[Entries taken from a dataset]
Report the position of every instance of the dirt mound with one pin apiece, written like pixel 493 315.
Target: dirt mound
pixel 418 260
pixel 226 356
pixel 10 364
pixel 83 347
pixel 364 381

*DO THIS:* Render all the rows above as a Markdown table with the columns Number and Line. Give each line its own numbered table row and leave out any blank lines.

*TASK RESULT:*
| Number | Line |
|---|---|
| 1 | Report the position of every instance of the dirt mound with one pin apiece, written like pixel 493 315. |
| 2 | Target: dirt mound |
| 3 | pixel 418 260 |
| 4 | pixel 226 356 |
| 5 | pixel 10 364 |
| 6 | pixel 83 347 |
| 7 | pixel 364 381 |